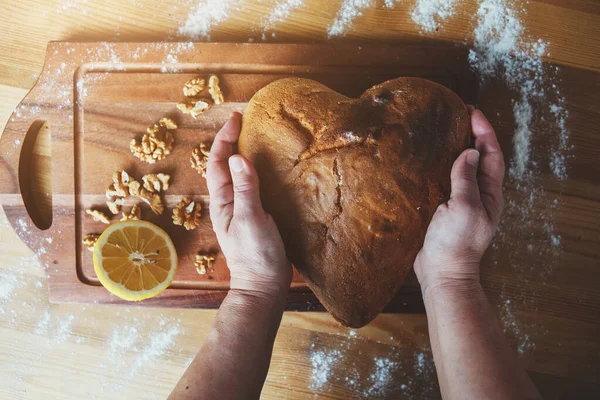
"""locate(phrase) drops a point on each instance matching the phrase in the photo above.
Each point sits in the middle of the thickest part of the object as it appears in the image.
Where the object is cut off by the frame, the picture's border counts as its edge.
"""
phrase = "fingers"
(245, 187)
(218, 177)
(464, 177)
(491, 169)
+++
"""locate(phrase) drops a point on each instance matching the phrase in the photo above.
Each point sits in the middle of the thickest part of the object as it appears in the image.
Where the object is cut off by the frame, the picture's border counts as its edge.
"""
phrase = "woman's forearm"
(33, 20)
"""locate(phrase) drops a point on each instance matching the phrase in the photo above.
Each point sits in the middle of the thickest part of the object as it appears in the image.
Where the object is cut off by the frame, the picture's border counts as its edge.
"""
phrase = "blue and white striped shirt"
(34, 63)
+++
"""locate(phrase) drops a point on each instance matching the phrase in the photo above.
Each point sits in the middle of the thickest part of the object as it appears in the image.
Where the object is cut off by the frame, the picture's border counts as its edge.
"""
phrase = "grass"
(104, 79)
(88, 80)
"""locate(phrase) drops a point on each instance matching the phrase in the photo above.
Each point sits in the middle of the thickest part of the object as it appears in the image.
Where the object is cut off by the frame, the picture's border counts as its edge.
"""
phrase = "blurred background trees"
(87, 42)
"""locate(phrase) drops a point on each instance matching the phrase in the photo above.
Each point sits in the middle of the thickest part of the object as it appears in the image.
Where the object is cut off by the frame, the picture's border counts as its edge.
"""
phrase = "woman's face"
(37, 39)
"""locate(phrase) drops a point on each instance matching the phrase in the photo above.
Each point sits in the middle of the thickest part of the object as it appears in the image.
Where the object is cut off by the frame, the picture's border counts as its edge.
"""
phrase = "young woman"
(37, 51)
+++
REQUIRED WORK>
From the records above, extract every line that contains the string "woman", and reproduce each such line in full.

TASK ANSWER>
phrase = "woman's forearm"
phrase = "woman's face"
phrase = "young woman"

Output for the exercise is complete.